To do :: Quote the records below verbatim, line for line, with no changes to wording, spacing, or punctuation.

Provided information ::
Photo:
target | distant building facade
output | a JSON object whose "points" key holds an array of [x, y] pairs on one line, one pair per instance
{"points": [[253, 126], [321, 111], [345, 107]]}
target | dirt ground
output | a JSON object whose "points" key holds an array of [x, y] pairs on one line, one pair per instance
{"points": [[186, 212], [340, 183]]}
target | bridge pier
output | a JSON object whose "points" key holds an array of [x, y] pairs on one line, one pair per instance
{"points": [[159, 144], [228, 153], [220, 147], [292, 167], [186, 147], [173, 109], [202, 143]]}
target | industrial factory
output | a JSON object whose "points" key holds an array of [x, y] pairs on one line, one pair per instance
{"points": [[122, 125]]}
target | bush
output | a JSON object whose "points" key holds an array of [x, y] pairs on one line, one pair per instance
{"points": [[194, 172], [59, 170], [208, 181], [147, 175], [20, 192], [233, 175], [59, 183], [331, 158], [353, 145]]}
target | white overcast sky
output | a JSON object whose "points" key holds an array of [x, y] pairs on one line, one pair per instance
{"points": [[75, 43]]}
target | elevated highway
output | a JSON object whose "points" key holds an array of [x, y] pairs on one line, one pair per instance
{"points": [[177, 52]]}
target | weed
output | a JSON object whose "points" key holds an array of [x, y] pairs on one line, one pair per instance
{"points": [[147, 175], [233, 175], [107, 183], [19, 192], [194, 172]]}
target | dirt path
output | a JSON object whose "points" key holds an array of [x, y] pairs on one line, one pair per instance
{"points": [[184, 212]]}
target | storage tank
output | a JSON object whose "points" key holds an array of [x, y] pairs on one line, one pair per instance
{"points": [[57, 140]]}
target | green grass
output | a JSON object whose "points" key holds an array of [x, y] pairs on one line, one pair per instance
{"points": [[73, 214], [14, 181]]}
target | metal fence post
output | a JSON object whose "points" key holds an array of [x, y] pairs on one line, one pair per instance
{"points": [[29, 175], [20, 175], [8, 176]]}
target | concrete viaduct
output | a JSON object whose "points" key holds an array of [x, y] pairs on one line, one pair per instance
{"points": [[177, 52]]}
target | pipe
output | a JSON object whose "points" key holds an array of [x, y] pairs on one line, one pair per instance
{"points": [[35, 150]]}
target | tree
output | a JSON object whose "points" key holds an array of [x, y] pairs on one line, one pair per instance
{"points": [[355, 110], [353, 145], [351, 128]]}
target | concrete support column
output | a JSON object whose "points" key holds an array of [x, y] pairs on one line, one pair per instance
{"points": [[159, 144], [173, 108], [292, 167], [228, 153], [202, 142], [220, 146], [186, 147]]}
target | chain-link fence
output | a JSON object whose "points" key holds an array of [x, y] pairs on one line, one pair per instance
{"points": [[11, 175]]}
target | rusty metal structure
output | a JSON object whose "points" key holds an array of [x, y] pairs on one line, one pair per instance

Answer to the exercise ::
Photo:
target | distant building facade
output | a JSON object whose "points" key holds an array of [x, y] pairs on one line, one pair per instance
{"points": [[253, 126], [321, 111], [345, 107]]}
target | dirt ground
output | a JSON object whose "points" key holds an array of [x, y] pairs on one line, one pair per instance
{"points": [[186, 212], [340, 183]]}
target | bridge pier
output | a JSON object whose "points" key holds an array of [x, y] pairs on one line, one pair per instance
{"points": [[159, 144], [228, 153], [220, 147], [292, 167], [186, 147], [173, 109], [202, 143]]}
target | industrial factory
output | a JSON object whose "points" key holds an array of [x, y] pairs on one line, one pair per instance
{"points": [[122, 125]]}
target | bush
output | a JSON object whose "points" key holds an array of [x, y] pairs on one line, one pair per instance
{"points": [[194, 172], [59, 170], [208, 181], [147, 175], [20, 192], [233, 175], [59, 183], [331, 158], [353, 145]]}
target | white overcast sky
output | a JSON object whose "points" key holds an array of [x, y] pairs on one line, one pair per instance
{"points": [[75, 43]]}
target | elevated highway
output | a JSON object whose "points" key holds an array of [x, y] pairs on one line, one pair per instance
{"points": [[177, 52]]}
target | weed
output | a JSON object whose "points" key holds an array of [x, y] pairs on one line, one pair per instance
{"points": [[147, 175], [233, 175], [107, 183], [19, 192], [194, 172]]}
target | dirt path
output | a JSON object whose "points" key holds an array of [x, y] pairs on one line, one pair per instance
{"points": [[184, 212]]}
target | storage tank
output | a JSON object whose "points" key holds an array of [x, y] pairs on one line, one pair per instance
{"points": [[57, 140]]}
target | green grass
output | a JSON object whose "points" key holds an array of [x, y] pairs on one line, one pair per instance
{"points": [[73, 214], [14, 181]]}
target | metal fence post
output | a JSON object whose "points" key holds an array of [x, y] pairs on one line, one pair per instance
{"points": [[29, 175], [20, 175], [8, 176]]}
target | concrete viaduct
output | a JSON object whose "points" key holds an array of [x, y] pairs on one line, one pair per instance
{"points": [[177, 52]]}
target | pipe
output | a JSON object whose "points" key holds an array of [x, y] pairs on one line, one pair per instance
{"points": [[35, 150]]}
target | tree
output | a JSON object whose "points" key holds an array of [x, y] pairs on one line, one pair per instance
{"points": [[355, 110], [353, 145], [351, 128]]}
target | concrete support column
output | a JSON object whose "points" key holds an array of [x, y] pairs on one line, one pair per instance
{"points": [[159, 144], [173, 108], [292, 167], [228, 153], [202, 142], [220, 146], [186, 147]]}
target | chain-link fence
output | a JSON object whose "points" key holds an array of [x, y] pairs on one line, one pair per instance
{"points": [[11, 175]]}
target | rusty metal structure
output | a JSON object whose "points" key holds an array of [x, y] pairs on one line, one pair per instance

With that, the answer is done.